**Task description**
Reproduce the lines of the records verbatim, starting at the line that contains "Note to the class: we label each instance of the red" and ending at the line that contains "pixel 228 305", with both of those lines included. Print nothing else.

[Items from a dataset]
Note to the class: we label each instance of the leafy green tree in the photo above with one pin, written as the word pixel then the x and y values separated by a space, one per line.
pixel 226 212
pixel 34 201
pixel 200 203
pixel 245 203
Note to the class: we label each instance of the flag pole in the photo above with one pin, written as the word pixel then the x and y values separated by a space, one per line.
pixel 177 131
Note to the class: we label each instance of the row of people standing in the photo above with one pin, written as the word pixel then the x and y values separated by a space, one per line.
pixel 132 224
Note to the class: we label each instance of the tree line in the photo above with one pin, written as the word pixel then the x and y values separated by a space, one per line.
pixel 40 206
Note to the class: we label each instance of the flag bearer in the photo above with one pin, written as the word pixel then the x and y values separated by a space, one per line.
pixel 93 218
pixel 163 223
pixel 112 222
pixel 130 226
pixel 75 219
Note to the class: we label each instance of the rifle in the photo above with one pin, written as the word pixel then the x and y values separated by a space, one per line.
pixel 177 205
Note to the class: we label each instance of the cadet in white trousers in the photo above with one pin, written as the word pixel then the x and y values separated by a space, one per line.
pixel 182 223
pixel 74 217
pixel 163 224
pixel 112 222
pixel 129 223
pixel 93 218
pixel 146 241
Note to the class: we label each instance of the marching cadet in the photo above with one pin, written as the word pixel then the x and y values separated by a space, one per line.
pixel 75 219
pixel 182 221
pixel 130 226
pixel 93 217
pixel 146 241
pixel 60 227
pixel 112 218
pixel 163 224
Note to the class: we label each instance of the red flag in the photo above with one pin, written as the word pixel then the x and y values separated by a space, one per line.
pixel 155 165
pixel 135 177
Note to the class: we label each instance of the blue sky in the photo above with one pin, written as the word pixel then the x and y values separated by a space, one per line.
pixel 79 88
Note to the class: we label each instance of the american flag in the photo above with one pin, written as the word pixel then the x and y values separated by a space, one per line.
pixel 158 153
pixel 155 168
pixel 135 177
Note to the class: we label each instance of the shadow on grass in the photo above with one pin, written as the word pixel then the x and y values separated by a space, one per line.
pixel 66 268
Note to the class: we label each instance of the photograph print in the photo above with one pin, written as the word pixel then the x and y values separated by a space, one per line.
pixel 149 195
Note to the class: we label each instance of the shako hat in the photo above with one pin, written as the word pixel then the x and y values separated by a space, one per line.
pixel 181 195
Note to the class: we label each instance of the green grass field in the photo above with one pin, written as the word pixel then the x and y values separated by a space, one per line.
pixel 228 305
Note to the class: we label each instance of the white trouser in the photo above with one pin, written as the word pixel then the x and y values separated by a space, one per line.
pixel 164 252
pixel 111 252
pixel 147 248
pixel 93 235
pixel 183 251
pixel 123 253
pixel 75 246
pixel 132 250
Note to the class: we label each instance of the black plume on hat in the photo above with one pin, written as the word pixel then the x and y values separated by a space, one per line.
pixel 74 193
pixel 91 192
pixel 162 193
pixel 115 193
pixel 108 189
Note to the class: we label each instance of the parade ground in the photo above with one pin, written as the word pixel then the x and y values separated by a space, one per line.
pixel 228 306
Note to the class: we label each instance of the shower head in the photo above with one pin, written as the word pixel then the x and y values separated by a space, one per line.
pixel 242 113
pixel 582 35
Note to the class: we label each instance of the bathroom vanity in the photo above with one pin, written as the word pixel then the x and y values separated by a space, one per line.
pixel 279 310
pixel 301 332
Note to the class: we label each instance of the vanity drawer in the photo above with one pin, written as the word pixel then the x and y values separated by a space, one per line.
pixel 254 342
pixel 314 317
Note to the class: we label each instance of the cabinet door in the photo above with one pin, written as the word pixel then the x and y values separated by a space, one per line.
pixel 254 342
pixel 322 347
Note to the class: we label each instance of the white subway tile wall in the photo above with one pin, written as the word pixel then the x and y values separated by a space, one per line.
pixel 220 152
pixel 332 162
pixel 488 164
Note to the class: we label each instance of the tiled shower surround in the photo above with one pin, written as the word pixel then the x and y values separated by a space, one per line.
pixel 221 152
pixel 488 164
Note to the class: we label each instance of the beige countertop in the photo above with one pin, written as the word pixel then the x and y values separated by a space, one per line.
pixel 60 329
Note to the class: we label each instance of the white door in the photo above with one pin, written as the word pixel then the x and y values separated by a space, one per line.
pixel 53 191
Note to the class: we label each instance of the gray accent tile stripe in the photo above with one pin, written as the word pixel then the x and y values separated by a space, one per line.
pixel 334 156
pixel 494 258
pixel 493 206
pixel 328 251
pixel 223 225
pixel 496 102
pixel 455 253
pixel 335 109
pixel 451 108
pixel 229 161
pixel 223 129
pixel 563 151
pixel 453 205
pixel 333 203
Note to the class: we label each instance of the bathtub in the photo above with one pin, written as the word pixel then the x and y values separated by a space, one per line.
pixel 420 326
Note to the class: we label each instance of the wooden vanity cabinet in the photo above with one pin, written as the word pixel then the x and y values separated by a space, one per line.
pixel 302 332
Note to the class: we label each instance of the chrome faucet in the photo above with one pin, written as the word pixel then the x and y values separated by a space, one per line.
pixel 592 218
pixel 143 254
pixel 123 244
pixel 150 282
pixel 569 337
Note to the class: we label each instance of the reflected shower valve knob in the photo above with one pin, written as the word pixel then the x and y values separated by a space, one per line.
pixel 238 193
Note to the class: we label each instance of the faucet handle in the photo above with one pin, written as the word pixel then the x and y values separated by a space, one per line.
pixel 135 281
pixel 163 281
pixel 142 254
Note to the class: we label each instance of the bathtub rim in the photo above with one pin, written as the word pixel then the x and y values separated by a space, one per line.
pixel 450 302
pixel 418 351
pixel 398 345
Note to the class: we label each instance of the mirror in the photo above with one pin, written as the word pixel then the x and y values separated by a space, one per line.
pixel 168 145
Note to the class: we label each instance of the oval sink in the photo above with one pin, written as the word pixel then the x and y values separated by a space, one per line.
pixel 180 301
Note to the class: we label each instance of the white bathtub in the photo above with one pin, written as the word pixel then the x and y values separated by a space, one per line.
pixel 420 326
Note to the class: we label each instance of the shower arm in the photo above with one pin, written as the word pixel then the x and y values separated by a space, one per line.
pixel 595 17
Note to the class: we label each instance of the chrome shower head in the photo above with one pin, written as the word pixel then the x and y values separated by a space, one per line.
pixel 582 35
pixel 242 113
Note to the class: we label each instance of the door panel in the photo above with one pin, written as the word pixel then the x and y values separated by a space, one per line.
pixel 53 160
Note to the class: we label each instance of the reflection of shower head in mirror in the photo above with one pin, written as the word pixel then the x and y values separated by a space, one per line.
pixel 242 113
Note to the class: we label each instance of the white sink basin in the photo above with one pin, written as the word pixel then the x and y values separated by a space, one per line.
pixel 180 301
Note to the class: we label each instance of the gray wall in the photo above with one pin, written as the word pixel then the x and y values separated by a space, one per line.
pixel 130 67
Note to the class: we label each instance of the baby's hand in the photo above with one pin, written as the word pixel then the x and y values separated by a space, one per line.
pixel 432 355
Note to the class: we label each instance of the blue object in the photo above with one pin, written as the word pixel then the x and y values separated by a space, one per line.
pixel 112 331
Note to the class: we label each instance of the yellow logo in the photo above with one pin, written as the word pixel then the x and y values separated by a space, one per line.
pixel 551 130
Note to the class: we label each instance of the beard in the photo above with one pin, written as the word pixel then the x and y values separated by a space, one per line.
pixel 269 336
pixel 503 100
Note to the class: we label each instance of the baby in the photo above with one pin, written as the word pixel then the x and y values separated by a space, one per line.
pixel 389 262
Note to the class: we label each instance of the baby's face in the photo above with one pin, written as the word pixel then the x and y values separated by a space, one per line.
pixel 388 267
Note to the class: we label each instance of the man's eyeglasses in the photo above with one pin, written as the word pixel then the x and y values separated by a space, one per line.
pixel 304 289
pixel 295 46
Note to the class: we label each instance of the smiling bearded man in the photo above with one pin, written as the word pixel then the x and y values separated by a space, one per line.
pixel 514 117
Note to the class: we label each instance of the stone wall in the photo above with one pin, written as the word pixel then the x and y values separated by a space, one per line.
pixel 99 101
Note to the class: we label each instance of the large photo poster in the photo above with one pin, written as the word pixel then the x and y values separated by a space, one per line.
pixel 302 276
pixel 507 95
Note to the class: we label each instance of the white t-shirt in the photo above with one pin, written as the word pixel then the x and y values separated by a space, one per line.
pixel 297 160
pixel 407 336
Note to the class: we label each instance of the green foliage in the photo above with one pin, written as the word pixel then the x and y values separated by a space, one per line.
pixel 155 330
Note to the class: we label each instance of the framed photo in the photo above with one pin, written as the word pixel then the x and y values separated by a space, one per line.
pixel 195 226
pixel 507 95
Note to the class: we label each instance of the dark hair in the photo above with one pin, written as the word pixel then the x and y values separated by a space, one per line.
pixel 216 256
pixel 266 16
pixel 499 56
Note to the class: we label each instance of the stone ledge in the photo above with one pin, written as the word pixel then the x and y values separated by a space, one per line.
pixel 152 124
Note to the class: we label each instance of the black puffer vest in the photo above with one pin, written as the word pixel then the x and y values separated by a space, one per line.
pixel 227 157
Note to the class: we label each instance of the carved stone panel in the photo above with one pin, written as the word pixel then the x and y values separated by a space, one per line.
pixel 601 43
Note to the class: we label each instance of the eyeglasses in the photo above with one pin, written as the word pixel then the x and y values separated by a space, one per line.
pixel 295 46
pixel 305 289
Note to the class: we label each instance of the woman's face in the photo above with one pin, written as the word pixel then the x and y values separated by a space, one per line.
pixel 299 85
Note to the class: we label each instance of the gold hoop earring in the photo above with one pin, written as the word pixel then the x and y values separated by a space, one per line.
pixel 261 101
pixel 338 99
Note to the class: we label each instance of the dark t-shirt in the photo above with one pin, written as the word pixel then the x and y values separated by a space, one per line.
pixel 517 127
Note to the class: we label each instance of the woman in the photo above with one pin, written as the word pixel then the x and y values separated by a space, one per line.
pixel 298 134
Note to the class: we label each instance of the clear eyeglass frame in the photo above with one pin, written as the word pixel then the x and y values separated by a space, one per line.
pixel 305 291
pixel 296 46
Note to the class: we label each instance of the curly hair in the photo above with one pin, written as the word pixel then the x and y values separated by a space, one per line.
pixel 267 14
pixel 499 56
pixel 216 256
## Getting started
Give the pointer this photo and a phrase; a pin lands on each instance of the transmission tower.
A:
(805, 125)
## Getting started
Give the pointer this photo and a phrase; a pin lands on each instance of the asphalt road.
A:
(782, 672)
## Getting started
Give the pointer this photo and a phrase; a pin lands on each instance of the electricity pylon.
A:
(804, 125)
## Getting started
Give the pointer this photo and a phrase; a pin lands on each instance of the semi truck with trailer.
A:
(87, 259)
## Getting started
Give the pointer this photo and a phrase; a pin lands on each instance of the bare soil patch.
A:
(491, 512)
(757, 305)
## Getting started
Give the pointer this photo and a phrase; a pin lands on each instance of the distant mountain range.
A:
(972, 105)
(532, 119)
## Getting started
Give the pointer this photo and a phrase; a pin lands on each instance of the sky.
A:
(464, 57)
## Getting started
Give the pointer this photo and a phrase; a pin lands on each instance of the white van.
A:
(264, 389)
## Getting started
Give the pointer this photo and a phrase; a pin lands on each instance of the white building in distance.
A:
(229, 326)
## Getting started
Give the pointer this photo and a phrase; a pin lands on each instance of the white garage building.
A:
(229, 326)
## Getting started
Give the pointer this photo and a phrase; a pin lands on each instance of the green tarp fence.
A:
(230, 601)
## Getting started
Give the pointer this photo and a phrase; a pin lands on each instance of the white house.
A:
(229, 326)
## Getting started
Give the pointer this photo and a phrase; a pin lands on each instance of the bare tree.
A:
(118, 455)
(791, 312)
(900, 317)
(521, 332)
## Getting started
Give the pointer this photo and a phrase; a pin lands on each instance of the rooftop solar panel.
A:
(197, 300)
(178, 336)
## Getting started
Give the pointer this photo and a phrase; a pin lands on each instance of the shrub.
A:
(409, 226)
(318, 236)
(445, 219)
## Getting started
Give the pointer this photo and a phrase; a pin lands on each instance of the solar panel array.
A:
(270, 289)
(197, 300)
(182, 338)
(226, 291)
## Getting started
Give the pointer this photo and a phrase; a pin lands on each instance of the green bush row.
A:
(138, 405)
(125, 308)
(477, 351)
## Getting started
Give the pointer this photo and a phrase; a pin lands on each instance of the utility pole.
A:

**Response to this exercise**
Note to the class: we label each instance of the red flag in the photo above with one pin, written as the word pixel then the x and y values separated by a space, one per line.
pixel 155 165
pixel 135 177
Note to the class: we label each instance of the blue sky in the photo above with one pin, written as the word pixel then the x and y values separated by a space, one per line.
pixel 79 88
Note to the class: we label each instance of the american flag in the photo above with one pin, written as the word pixel then the x and y values separated by a space, one per line.
pixel 158 153
pixel 155 168
pixel 135 177
Note to the class: we label each instance of the shadow on grass in the photo above with one pin, written as the word pixel then the x and y values separated by a space, one per line.
pixel 66 268
Note to the class: we label each instance of the photograph print in the photo above with one pin, written as the word pixel then the x and y values separated by a space, one per line.
pixel 149 195
Note to the class: we label each instance of the shako hat in the photo above with one pin, written as the word pixel then the x and y values separated by a space, one per line.
pixel 181 195
Note to the class: we label each instance of the green grass field in the photo above with one pin, written as the word pixel then the x and y values separated by a space, one per line.
pixel 228 305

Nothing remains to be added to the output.